> **INSTRUCTIONS FOR THE TASK**: Each record below must be written out exactly as given.

> **RECORDED INFORMATION**:
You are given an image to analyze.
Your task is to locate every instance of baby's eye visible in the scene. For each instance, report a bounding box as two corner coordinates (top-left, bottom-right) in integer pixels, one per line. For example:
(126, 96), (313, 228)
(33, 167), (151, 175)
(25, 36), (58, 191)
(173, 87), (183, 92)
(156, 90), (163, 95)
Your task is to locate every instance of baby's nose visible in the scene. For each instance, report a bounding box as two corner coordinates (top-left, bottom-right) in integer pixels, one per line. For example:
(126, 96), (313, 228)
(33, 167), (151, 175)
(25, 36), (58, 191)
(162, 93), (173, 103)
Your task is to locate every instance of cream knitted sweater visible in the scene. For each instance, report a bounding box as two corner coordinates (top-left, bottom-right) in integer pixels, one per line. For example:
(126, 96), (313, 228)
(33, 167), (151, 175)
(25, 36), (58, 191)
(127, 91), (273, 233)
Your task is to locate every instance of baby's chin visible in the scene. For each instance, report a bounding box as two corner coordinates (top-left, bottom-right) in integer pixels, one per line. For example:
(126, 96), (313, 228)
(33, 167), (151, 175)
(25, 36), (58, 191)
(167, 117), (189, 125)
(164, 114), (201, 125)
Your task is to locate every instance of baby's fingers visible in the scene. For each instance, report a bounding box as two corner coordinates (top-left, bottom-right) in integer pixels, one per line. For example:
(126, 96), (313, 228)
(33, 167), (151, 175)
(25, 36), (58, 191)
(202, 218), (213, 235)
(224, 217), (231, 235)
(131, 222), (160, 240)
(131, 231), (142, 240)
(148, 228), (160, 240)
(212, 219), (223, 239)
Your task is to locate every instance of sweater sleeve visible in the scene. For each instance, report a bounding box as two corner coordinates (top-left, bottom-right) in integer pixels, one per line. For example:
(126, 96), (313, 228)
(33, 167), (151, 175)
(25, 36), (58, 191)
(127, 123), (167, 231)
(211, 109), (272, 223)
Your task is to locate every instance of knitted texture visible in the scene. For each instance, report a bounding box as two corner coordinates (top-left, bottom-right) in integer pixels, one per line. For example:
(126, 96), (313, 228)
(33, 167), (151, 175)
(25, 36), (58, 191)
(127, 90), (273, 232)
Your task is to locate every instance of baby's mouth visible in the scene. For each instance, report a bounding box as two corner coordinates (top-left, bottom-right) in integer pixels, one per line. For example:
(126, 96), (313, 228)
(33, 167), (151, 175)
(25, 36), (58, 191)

> **WRITTEN RESPONSE**:
You are given an image to analyze.
Your task is to locate every instance of baby's eye visible in the scene. For each instance, report a bounding box as two corner coordinates (top-left, bottom-right) in integer pixels, one per line. For example:
(126, 96), (313, 228)
(33, 167), (151, 175)
(25, 36), (58, 191)
(173, 87), (183, 92)
(156, 90), (163, 95)
Your task is to locate every instance of baby's nose visible in the scene. For each instance, report a bounding box as two corner coordinates (top-left, bottom-right) in integer pixels, one per line. For example:
(126, 96), (313, 228)
(33, 167), (151, 175)
(25, 36), (58, 191)
(162, 93), (173, 103)
Your task is to locate every instance of cream knitted sweater visible in the scene. For each instance, report a bounding box as two corner coordinates (top-left, bottom-right) in integer pixels, one per line. For example:
(126, 96), (313, 228)
(33, 167), (151, 175)
(25, 36), (58, 191)
(127, 91), (273, 233)
Your task is to locate every instance of baby's chin visible in the scene. For each instance, report a bounding box as two corner coordinates (top-left, bottom-right) in integer pixels, one per line. For example:
(126, 96), (313, 228)
(33, 167), (151, 175)
(25, 36), (58, 191)
(167, 117), (189, 125)
(164, 114), (201, 125)
Your task is to locate every instance of baby's fingers visible in the scene. For each instance, report a bounding box as two corner coordinates (top-left, bottom-right) in integer pixels, one per line. For example:
(126, 96), (313, 228)
(33, 167), (151, 175)
(25, 36), (58, 191)
(202, 218), (213, 235)
(224, 217), (231, 235)
(131, 222), (160, 240)
(131, 231), (142, 240)
(148, 228), (160, 240)
(212, 219), (223, 239)
Your task is to locate every instance of sweater sleeve visible in the scene. For each instance, report a bounding box as two corner coordinates (top-left, bottom-right) in integer pixels, one per line. For example:
(126, 96), (313, 228)
(33, 167), (151, 175)
(25, 36), (58, 191)
(127, 123), (167, 231)
(211, 109), (272, 223)
Your task is to locate every instance of knitted texture visible in the scene. For each instance, report a bounding box as two corner coordinates (top-left, bottom-right) in integer pixels, one per line. For example:
(126, 96), (313, 228)
(33, 167), (151, 175)
(25, 36), (58, 191)
(127, 90), (273, 232)
Your task is to locate every instance of baby's mouth visible in the scene. For each instance, report a bounding box as two corner coordinates (top-left, bottom-right) in integer pixels, one per line. For example:
(126, 96), (313, 228)
(33, 167), (151, 175)
(25, 36), (58, 191)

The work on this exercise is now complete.